When To Get a Personal Loan
In addition to weighing the pros and cons, you’ll also need to consider whether your situation calls for a personal loan. Here are some valid reasons to take out a personal loan:
Consolidate high-interest debt
If you have a substantial balance on one or more of your credit cards, taking out a personal loan may be your best bet. According to data from the Federal Reserve, the average credit card interest rate in Q2 of 2021 was 16.3%. On the other hand, the average personal loan interest rate for the same quarter was 9.58%.
That difference can help you to pay down your balance faster and pay less interest overall.
Improve the value of your home
A personal loan is a great option for anyone facing significant, upfront home improvement costs. Whether you’re looking to renovate your kitchen or fix a leaky roof, taking out a personal loan may be cheaper than putting the expenses on your credit card.
Ask yourself two questions before you take out a personal loan: Is the home repair really necessary, and does it add value to your home? If you’re thinking about adding a swimming pool to your backyard but don’t have the money to pay for it upfront, it may not be worth the potential tens of thousands of dollars in debt.
If you have home equity available, a home equity loan (HELOC) may be a better option. Home equity loans usually come with lower interest rates and let you borrow against the equity in your home.
Improve your credit score
If you take out a personal loan and pay it back in a timely manner, you could see a boost to your credit score. This is especially the case if you have a track record of missed payments with other debts. The key thing is to use a personal loan to consolidate your debts – not pile on more debt.
Plus, if your credit report mainly shows credit card debt, adding a personal loan can help diversify your credit portfolio. Having a variety of loans and showing that you can handle them responsibly is seen as a plus for your credit score.
Pay for an unexpected life event
If you need money right away to cover bills and you don’t have an emergency fund, a personal loan may be the next best option. If you apply for a personal loan online, you can get your application approved in a matter of minutes.
You’ll get the money within a few days to pay off that unexpected medical bill, major auto repair or other emergency expense.
When To Avoid Personal Loans
Personal loans can be clutch when you’re in a bind. But there are some cases when they’re not the right choice and you may need to steer clear of them.
- You can’t afford it: Remember, you still have to pay the money back. Unless it’s an expense you can’t avoid, don’t take out a personal loan if you can’t afford the monthly payments, or you aren’t using the money to get rid of higher-interest debt.
- There are better loan options: A home equity loan or a home equity line of credit may be a better fit for projects like home improvements or repairs.
- You’re putting it toward something you don’t need: Think twice before you take out a personal loan to cover the cost of a vacation, a wedding or other non-essential expenses.
Weighing the Pros and Cons of Personal Loans
Now that you have some clarity on personal loans, it’s time to decide if a personal loan is right for you. Remember, debt can have its advantages and disadvantages. You should always weigh the pros and cons before taking on more loans.
::::::::::
Summarize the text on personal loans in three sentences.
::::::::::
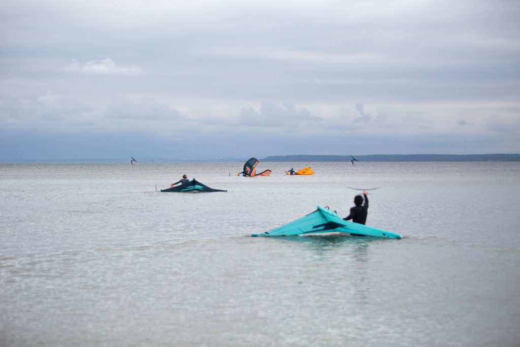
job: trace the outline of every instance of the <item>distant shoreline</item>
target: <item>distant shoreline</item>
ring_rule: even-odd
[[[354,156],[360,161],[520,161],[520,154],[408,154]],[[350,156],[271,156],[263,161],[350,161]]]
[[[520,154],[409,154],[409,155],[369,155],[354,156],[359,161],[365,162],[478,162],[478,161],[520,161]],[[141,163],[212,163],[244,162],[250,157],[215,158],[139,158]],[[257,157],[258,158],[258,157]],[[270,156],[261,161],[267,162],[349,162],[350,156],[296,155],[290,156]],[[122,158],[81,159],[0,159],[0,163],[124,163],[130,162]]]

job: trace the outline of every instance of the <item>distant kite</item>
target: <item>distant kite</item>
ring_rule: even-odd
[[[352,156],[350,156],[350,157],[352,157]],[[354,166],[354,162],[355,161],[359,161],[357,159],[356,159],[354,157],[352,157],[352,160],[350,160],[350,162],[352,163],[352,166]]]

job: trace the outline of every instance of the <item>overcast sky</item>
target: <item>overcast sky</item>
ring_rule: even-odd
[[[517,0],[7,0],[0,16],[0,159],[520,152]]]

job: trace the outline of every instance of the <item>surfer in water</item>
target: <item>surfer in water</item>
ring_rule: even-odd
[[[368,214],[368,194],[366,190],[363,191],[363,196],[356,195],[354,197],[354,204],[356,205],[350,208],[350,214],[344,218],[345,221],[352,220],[354,223],[365,224],[367,222],[367,215]],[[365,203],[363,203],[363,197],[365,197]]]
[[[356,159],[355,158],[354,158],[354,156],[350,156],[350,157],[352,157],[352,160],[350,160],[350,162],[352,163],[352,166],[354,166],[354,162],[355,161],[359,161],[357,159]]]
[[[188,179],[188,176],[186,176],[186,175],[183,175],[183,178],[181,178],[179,181],[177,181],[175,183],[172,183],[170,185],[170,187],[173,187],[174,185],[175,185],[177,183],[180,183],[180,185],[182,185],[183,184],[186,184],[186,183],[187,183],[189,182],[190,182],[190,180]]]

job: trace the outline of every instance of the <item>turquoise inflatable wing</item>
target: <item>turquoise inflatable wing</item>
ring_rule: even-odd
[[[339,232],[354,235],[387,238],[402,238],[399,234],[345,221],[335,212],[318,206],[316,211],[302,218],[268,232],[251,234],[252,236],[290,236],[303,234]]]

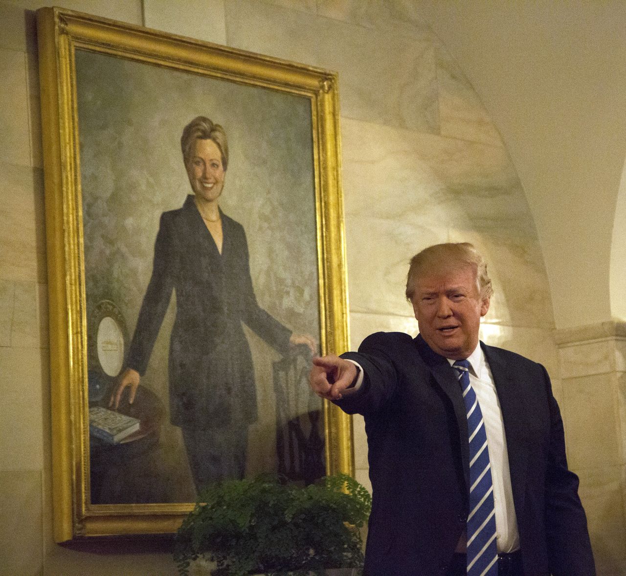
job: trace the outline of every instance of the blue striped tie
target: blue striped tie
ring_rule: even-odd
[[[470,363],[457,360],[468,416],[470,440],[470,515],[468,516],[468,576],[496,576],[498,550],[493,485],[489,462],[487,435],[478,399],[470,384]]]

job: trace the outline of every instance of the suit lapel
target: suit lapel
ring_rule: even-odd
[[[459,445],[461,446],[461,458],[463,462],[463,475],[466,486],[470,486],[470,446],[468,445],[468,421],[461,392],[461,384],[456,372],[446,358],[439,356],[426,343],[419,334],[414,341],[419,355],[430,369],[433,378],[449,399],[454,412],[457,428],[459,433]]]
[[[483,342],[481,342],[481,346],[491,371],[502,411],[513,501],[516,509],[521,510],[524,505],[524,484],[528,458],[528,448],[524,435],[526,419],[523,398],[519,391],[520,387],[515,384],[515,373],[503,361],[498,349],[486,346]]]

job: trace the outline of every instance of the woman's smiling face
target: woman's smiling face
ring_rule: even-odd
[[[226,171],[222,152],[213,140],[196,139],[187,168],[189,183],[198,200],[215,202],[220,197]]]

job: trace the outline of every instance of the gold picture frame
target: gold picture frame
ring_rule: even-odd
[[[158,203],[155,204],[151,195],[148,196],[146,192],[155,190],[154,182],[149,185],[145,182],[138,183],[136,188],[130,188],[128,178],[132,175],[120,174],[125,168],[128,168],[127,165],[124,162],[120,162],[117,157],[108,157],[107,150],[112,150],[114,145],[120,148],[123,147],[126,141],[134,142],[133,149],[138,147],[141,152],[136,158],[133,157],[133,165],[141,164],[138,170],[143,175],[143,180],[146,180],[146,173],[150,177],[148,179],[151,180],[149,172],[141,170],[149,170],[148,165],[154,162],[153,157],[160,153],[161,145],[152,145],[156,141],[160,142],[162,138],[169,142],[180,138],[180,131],[175,137],[170,135],[168,128],[171,126],[168,122],[174,124],[178,122],[180,130],[184,125],[178,120],[172,119],[172,116],[175,116],[175,111],[180,111],[178,108],[184,108],[185,106],[190,111],[200,109],[203,102],[218,101],[220,106],[222,103],[224,106],[228,104],[230,98],[219,100],[212,91],[215,86],[217,87],[215,90],[218,89],[218,91],[222,91],[224,94],[234,95],[235,100],[239,98],[240,92],[248,91],[253,94],[252,96],[240,98],[242,101],[247,103],[245,106],[251,108],[251,111],[248,110],[247,117],[253,120],[259,115],[259,110],[265,112],[274,106],[271,103],[275,101],[279,103],[275,105],[278,107],[276,110],[284,106],[284,110],[290,111],[292,106],[294,110],[299,111],[298,113],[302,118],[310,118],[310,121],[307,121],[309,123],[305,122],[299,125],[299,127],[296,126],[299,134],[308,131],[307,138],[300,140],[304,142],[303,146],[309,147],[310,156],[307,158],[306,154],[304,155],[302,160],[302,155],[299,155],[297,160],[302,164],[301,169],[295,165],[297,163],[295,160],[289,165],[296,177],[305,175],[299,178],[304,187],[302,190],[305,190],[307,186],[310,189],[310,213],[296,215],[305,222],[304,228],[309,232],[302,232],[302,235],[289,233],[291,235],[287,241],[292,240],[294,247],[293,252],[289,253],[287,256],[290,260],[298,260],[299,249],[295,245],[300,242],[304,246],[302,250],[308,254],[307,257],[314,259],[316,265],[310,267],[316,269],[312,273],[317,278],[317,288],[314,285],[312,289],[307,285],[295,285],[292,279],[284,282],[295,286],[292,294],[299,294],[309,291],[312,296],[309,294],[307,297],[314,299],[319,304],[316,312],[319,334],[314,334],[315,339],[318,341],[318,351],[322,354],[341,352],[348,346],[348,329],[337,76],[334,73],[312,66],[58,8],[38,10],[37,26],[49,297],[54,538],[61,542],[82,537],[170,533],[175,531],[183,516],[191,510],[190,501],[106,501],[93,503],[91,499],[88,408],[92,383],[90,363],[95,361],[93,358],[97,358],[101,354],[108,359],[108,365],[118,366],[121,361],[120,347],[125,346],[123,341],[128,337],[126,332],[132,330],[136,319],[131,319],[129,321],[128,316],[125,319],[125,297],[118,294],[116,302],[111,301],[106,294],[91,293],[94,289],[90,287],[100,285],[93,284],[90,279],[93,269],[100,270],[110,267],[111,274],[118,273],[115,266],[110,266],[106,258],[103,257],[103,254],[106,256],[108,254],[106,249],[103,249],[103,252],[94,250],[93,244],[97,242],[93,240],[96,237],[93,235],[93,230],[106,228],[106,222],[98,221],[97,219],[104,219],[103,214],[107,215],[108,219],[110,213],[117,213],[118,205],[123,203],[119,200],[120,197],[125,198],[124,202],[130,198],[128,202],[140,203],[140,207],[145,208],[141,210],[141,213],[154,216],[152,220],[158,220],[156,208],[159,208]],[[113,82],[110,79],[101,80],[106,77],[107,73],[118,73],[115,71],[118,69],[123,69],[125,74],[130,76],[113,76]],[[197,101],[193,105],[188,104],[185,96],[182,99],[185,102],[184,105],[177,104],[172,106],[166,102],[163,105],[169,106],[168,108],[164,108],[168,113],[146,115],[136,122],[133,116],[121,120],[116,116],[113,119],[113,116],[120,115],[118,108],[106,109],[107,113],[103,115],[102,109],[97,108],[102,101],[117,102],[120,98],[126,101],[123,100],[126,96],[123,95],[118,98],[115,90],[123,92],[127,86],[127,78],[130,77],[135,81],[132,75],[136,73],[133,71],[138,69],[149,70],[146,75],[150,78],[148,83],[151,86],[150,90],[156,91],[155,93],[158,95],[156,100],[160,100],[163,95],[168,96],[167,86],[170,85],[168,83],[174,83],[174,80],[170,82],[170,78],[175,77],[176,82],[180,81],[184,85],[180,88],[183,91],[177,93],[173,101],[181,101],[180,94],[187,93],[184,91],[187,84],[191,86],[189,94],[195,95],[194,98]],[[143,102],[151,104],[155,100],[154,95],[146,88],[145,85],[142,86],[142,90],[146,90],[145,94],[141,95]],[[198,88],[198,86],[200,88]],[[110,88],[114,91],[108,95],[99,91]],[[136,95],[136,91],[127,91],[130,94],[127,95],[128,102],[130,102],[130,99]],[[115,97],[111,98],[111,94]],[[174,98],[173,96],[168,97]],[[262,106],[259,102],[265,103]],[[267,102],[270,104],[267,105]],[[284,102],[287,103],[280,103]],[[89,108],[91,106],[95,110],[93,113]],[[143,106],[136,108],[133,113],[137,113],[137,110],[140,110],[139,113],[144,114]],[[228,116],[228,108],[223,110],[227,112],[223,111],[223,116]],[[247,137],[250,126],[238,125],[237,115],[240,112],[238,110],[237,114],[231,115],[230,125],[235,126],[233,132],[241,140]],[[272,113],[277,114],[275,111]],[[297,114],[289,113],[287,116],[297,116]],[[278,116],[277,125],[284,124],[285,118],[280,115]],[[119,135],[120,126],[128,128],[123,136]],[[263,125],[260,128],[257,126],[257,130],[262,131]],[[88,130],[93,131],[88,133]],[[252,131],[252,128],[250,131]],[[270,131],[268,128],[268,133]],[[137,139],[138,133],[141,135],[143,140]],[[285,139],[289,140],[283,147],[292,149],[295,151],[294,154],[299,152],[300,145],[291,141],[290,132],[278,136],[272,133],[272,136],[281,143]],[[94,152],[93,142],[100,142],[103,146],[97,150],[97,153]],[[146,145],[150,145],[145,150],[142,148],[144,142],[147,143]],[[245,158],[246,153],[258,153],[263,158],[269,158],[275,162],[272,165],[274,168],[269,168],[274,170],[270,175],[272,182],[287,180],[285,175],[276,167],[280,165],[280,162],[277,164],[273,157],[279,153],[275,152],[272,146],[271,137],[267,136],[265,140],[261,138],[254,147],[250,145],[252,152],[244,150],[240,152],[239,157]],[[265,150],[268,147],[269,151]],[[166,148],[163,158],[175,155],[171,152],[175,146],[168,143]],[[235,153],[232,150],[232,153]],[[128,153],[128,152],[123,153]],[[180,149],[178,154],[177,162],[182,165]],[[123,161],[126,157],[123,155],[121,158]],[[255,156],[254,161],[249,163],[254,165],[254,169],[258,170],[257,160]],[[167,163],[168,160],[165,162]],[[231,162],[234,162],[232,157]],[[173,165],[177,165],[175,163]],[[156,172],[159,170],[160,168],[156,169]],[[136,177],[134,168],[126,170],[126,172],[131,172],[135,175],[132,177]],[[108,175],[109,178],[103,175]],[[186,177],[186,174],[183,175]],[[259,174],[260,178],[264,177],[265,175]],[[293,180],[291,176],[289,177]],[[179,178],[180,175],[175,177]],[[235,180],[237,178],[234,177]],[[166,182],[169,185],[175,178]],[[111,192],[111,187],[115,188],[115,184],[111,183],[111,180],[125,183],[123,186],[126,187],[123,192],[125,194],[123,197],[120,196],[119,190]],[[300,184],[297,183],[295,185],[297,187]],[[105,188],[106,190],[103,191]],[[92,195],[89,197],[88,202],[85,195],[88,190],[89,194]],[[257,196],[258,188],[255,190]],[[242,197],[250,198],[249,192],[247,193],[248,196]],[[146,198],[153,203],[148,205]],[[272,205],[274,208],[275,206],[275,203]],[[126,203],[120,208],[123,213],[127,209]],[[247,217],[249,222],[267,219],[264,212],[255,213],[254,207],[249,207],[247,201],[244,205],[235,203],[233,209],[238,210],[238,213],[242,217]],[[290,211],[285,212],[287,210]],[[272,222],[289,220],[287,217],[290,217],[294,212],[292,206],[289,208],[279,206],[272,213],[275,219]],[[94,217],[92,213],[96,215]],[[137,223],[132,216],[128,215],[121,224],[123,219],[121,217],[110,217],[117,218],[116,225],[120,230],[122,224],[128,225],[132,229],[131,234],[135,237],[138,235],[135,229]],[[96,226],[92,225],[94,219]],[[88,229],[86,230],[87,224]],[[285,230],[289,230],[289,225],[300,225],[297,222],[295,224],[289,222],[281,224],[275,227],[276,234],[287,234]],[[151,233],[153,233],[156,229],[151,230]],[[151,242],[154,241],[153,236],[153,234]],[[301,240],[301,237],[304,239]],[[252,239],[252,244],[262,244],[254,235]],[[147,245],[146,242],[147,240],[144,244]],[[115,242],[112,244],[115,245]],[[111,242],[108,242],[107,249],[111,249]],[[272,247],[275,247],[272,245]],[[86,249],[89,260],[87,264]],[[111,250],[115,250],[116,254],[123,252],[115,246]],[[129,259],[125,269],[138,266],[145,267],[144,260],[150,259],[148,253],[144,252],[143,259],[135,258],[136,255],[134,253],[119,257],[122,260],[124,257]],[[265,254],[272,250],[265,247],[257,252]],[[253,255],[251,254],[251,262]],[[295,274],[299,274],[297,268],[294,269],[296,270]],[[142,290],[145,290],[145,286]],[[94,298],[100,300],[97,303],[94,302],[92,307],[95,311],[92,313],[90,302]],[[293,296],[292,299],[294,299],[297,301],[295,296]],[[289,299],[285,297],[284,300]],[[275,303],[275,309],[280,309],[281,302]],[[292,307],[297,309],[297,303]],[[93,325],[93,318],[96,317],[96,322],[100,324]],[[103,319],[106,321],[104,323]],[[317,331],[317,328],[315,331]],[[94,343],[96,332],[104,334],[103,343],[101,343],[100,336],[98,341]],[[111,369],[115,371],[116,368]],[[97,391],[100,384],[101,382],[94,384],[94,391]],[[326,472],[352,474],[354,456],[350,418],[326,402],[322,409]]]

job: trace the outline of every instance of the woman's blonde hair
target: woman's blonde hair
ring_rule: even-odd
[[[180,148],[183,160],[187,166],[191,159],[193,143],[197,140],[213,140],[222,154],[222,166],[225,170],[228,165],[228,144],[226,131],[219,124],[215,124],[205,116],[193,118],[183,130],[180,136]]]

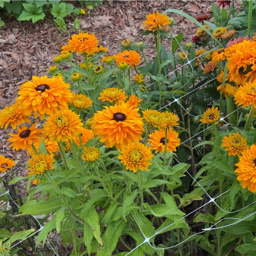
::::::::::
EXERCISE RESULT — The text gives valid reasons to take out a personal loan: consolidating high-interest credit card debt, paying significant upfront home improvement costs, improving a credit score through timely repayment, and covering an unexpected expense when there is no emergency fund. It advises avoiding one if you can't afford the monthly payments, if a home equity loan or home equity line of credit would fit better, or if the money would go toward non-essentials like a vacation or wedding. It closes by urging readers to weigh the pros and cons before taking on more loans.